### EXERCISE INSTRUCTIONS
Reproduce each line of the listing exactly.

### LISTING
++++++++++
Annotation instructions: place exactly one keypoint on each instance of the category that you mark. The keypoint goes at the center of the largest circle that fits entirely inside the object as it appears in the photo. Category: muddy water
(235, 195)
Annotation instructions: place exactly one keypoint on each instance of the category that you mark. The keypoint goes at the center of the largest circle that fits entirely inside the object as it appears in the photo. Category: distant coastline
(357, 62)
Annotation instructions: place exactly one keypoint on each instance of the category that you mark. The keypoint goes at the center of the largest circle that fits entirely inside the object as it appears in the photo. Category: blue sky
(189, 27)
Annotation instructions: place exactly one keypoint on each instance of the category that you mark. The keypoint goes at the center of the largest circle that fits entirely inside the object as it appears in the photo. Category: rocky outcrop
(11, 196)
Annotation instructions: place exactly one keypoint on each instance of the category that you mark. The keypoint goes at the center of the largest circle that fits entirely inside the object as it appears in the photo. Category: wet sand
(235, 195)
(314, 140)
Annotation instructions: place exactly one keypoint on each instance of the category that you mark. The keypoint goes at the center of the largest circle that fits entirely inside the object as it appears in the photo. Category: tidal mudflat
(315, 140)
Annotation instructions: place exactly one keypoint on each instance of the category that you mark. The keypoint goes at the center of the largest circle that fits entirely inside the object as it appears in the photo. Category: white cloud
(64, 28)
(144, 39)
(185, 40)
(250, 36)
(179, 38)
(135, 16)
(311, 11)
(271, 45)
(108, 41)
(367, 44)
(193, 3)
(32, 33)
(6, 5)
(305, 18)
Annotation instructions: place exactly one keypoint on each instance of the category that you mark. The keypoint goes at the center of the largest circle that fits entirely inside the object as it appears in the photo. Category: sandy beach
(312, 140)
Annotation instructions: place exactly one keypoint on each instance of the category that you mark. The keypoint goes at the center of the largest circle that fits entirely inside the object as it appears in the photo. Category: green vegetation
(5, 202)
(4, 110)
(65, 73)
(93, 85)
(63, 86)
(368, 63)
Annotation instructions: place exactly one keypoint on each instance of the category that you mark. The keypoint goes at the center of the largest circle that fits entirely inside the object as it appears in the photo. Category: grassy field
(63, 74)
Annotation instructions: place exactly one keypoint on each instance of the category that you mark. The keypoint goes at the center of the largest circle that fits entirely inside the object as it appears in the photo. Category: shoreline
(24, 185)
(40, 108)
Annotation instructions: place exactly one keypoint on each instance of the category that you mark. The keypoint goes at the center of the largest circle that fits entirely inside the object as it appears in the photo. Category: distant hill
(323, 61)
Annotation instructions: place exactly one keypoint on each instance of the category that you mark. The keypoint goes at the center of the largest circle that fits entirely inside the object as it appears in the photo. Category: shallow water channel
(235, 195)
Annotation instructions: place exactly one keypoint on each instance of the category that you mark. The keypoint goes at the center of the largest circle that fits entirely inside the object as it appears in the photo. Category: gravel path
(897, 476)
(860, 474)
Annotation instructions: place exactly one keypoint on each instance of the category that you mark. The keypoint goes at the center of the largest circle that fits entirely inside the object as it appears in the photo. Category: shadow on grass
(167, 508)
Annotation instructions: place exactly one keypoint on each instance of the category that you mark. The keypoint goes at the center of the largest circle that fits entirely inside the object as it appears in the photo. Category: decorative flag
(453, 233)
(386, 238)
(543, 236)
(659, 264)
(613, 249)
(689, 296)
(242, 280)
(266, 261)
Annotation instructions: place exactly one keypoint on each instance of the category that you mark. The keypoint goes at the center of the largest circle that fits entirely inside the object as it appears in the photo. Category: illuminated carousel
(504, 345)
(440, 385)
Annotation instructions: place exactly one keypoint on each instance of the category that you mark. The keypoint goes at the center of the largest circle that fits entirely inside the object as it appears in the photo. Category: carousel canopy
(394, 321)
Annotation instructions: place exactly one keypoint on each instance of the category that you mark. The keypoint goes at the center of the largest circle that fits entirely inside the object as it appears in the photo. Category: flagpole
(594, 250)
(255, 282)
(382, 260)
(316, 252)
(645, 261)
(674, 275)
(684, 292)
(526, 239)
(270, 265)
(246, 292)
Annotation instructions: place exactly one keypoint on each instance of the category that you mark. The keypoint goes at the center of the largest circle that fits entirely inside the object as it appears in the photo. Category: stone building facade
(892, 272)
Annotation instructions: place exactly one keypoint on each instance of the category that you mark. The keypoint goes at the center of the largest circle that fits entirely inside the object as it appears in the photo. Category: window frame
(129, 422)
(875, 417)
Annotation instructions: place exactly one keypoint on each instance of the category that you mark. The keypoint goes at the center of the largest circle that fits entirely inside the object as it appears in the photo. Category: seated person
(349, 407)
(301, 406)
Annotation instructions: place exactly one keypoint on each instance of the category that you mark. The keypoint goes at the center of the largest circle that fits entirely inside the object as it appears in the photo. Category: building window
++++++++++
### IN RESPONSE
Annotation instructions: place exactly one keypoint on each instance of the category that you mark. The keypoint goes at the center of the largest circle that fits entirely inside the object as it appears in the photo. Category: muddy water
(235, 195)
Annotation instructions: place exactly one keypoint on each instance of the category that you mark. The keypoint goes at the center of the largest circle that fits entirely inside the object as it appears in the photo. Category: distant coastline
(357, 62)
Annotation instructions: place exactly one keypoint on each instance of the category that you mark. The keypoint goes at the center of the largest circle that fits entirely inside the object as it appears in the photo. Category: blue sky
(189, 27)
Annotation instructions: place exactly one keypoint on each instance of the category that you mark. The keypoint goes at the center of the largest circle that fits entirely inside the object as it appears in the photo. Category: rocky outcrop
(11, 196)
Annotation instructions: place exactly one keypoint on each instance of the category that you mark. The keypoint goes at the center of the largest circle that fits entirely inside the object as it appears in the photo. Category: wet sand
(235, 195)
(314, 140)
Annotation instructions: place exactly one keypoint on each instance of the category that you mark. The keypoint goes at the center of the largest circle that fits entirely inside the object as it appears in the photo. Category: tidal mudflat
(315, 140)
Annotation instructions: place exactly one keypoint on each instance of the category that you mark. The keypoint goes at the center of the largest circle that fits entirely inside the object as it appears in the photo. Category: white cloud
(64, 28)
(144, 39)
(185, 40)
(250, 36)
(179, 38)
(135, 16)
(311, 11)
(271, 45)
(108, 41)
(367, 44)
(193, 3)
(32, 33)
(6, 5)
(305, 18)
Annotation instructions: place exactly one keypoint on each instance of the category that you mark. The keypoint goes at the center of the largest circle that fits entirely inside the object as it appears in the photo. Category: sandy beach
(312, 140)
Annotation instructions: place exactly one keypoint on each instance of the category that you mark. The keypoint goes at the center of the largest circle that fits entirely inside the object as it appears in the photo. Category: green vegetation
(5, 202)
(4, 110)
(65, 73)
(93, 85)
(63, 86)
(368, 63)
Annotation instructions: place exactly one keypoint on each instance of the category that you mark. The keypoint goes at the center of the largest circle that fits entirely inside the object as it appears in the photo. Category: grassy field
(63, 74)
Annotation instructions: place exactly one keypoint on each instance of the category that you mark. The keypoint goes at the center of the largest circle that fits entirely inside the object as it appears in the photo. Category: shoreline
(24, 185)
(40, 108)
Annotation instructions: place exactly one keypoint on each instance of the category that you mark. The keypoint goes at the center of the largest circle that fits entirely inside the object as it appears in the photo. Category: distant hill
(323, 61)
Annotation instructions: place exactly one keypoint on each instance of the category that you mark. The keypoint goes at the center of the largest circle that fits entirely inside the object as it appears in the photo. Category: shallow water channel
(235, 195)
Annotation instructions: place exactly one keypoint on each instance of the category that you mark. The keypoint goes at the center of the largest circle that fits entirely inside the object as it appears in the photo. Category: gravel path
(897, 476)
(860, 474)
Annotation instructions: place exactly one keypoint on each instance of the category that you mark. The keypoint goes at the center of the largest circle that fits entirely inside the object as it appears in the photo. Category: shadow on grass
(167, 508)
Annotation instructions: place exactly one keypoint on each instance of the category that you mark. The keypoint goes at the center of the largest circle that fits entirely inside the object as it appears in the photo. Category: decorative flag
(453, 233)
(386, 238)
(543, 236)
(659, 264)
(613, 249)
(689, 296)
(242, 280)
(266, 261)
Annotation instructions: place exactly one keypoint on each instance of the category that you mark. The keypoint goes at the center of the largest circle that fits entirely inside the object as it appears in the photo. Category: illuminated carousel
(504, 345)
(440, 385)
Annotation instructions: place exactly one keypoint on each instance of the category that you mark. The keypoint goes at the center of the largest circle that fits entirely inside the object as it appears in the photo. Category: carousel canopy
(394, 321)
Annotation instructions: place exactly one keypoint on each instance of the category that you mark. The keypoint goes at the center of the largest circle that fits entirely inside the object as it appears in the photo. Category: flagpole
(594, 250)
(255, 282)
(382, 260)
(316, 252)
(645, 261)
(674, 275)
(684, 292)
(526, 239)
(270, 265)
(246, 292)
Annotation instructions: place exactly one keypoint on each instance of the category that you mark. The keypoint goes at the center of the largest circle that fits entirely inside the object as it appears in the photo. Category: stone building facade
(892, 272)
Annotation instructions: place exactly one keypoint on each instance of the category that you mark. The keypoint goes at the center of the largest circle that fits entirely inside the object as it appears in the photo. Category: window frame
(129, 422)
(875, 417)
Annotation instructions: place exactly one keypoint on each instance of the category that you mark. The keypoint goes at the center of the largest circle that fits entirely inside the object as it appears in the photo. Category: seated person
(349, 407)
(301, 406)
Annotation instructions: place exactly one keypoint on each instance of the category that you mark. The keypoint goes at the center of the largest circle that fits entirely inside the object as it appears in the photo. Category: building window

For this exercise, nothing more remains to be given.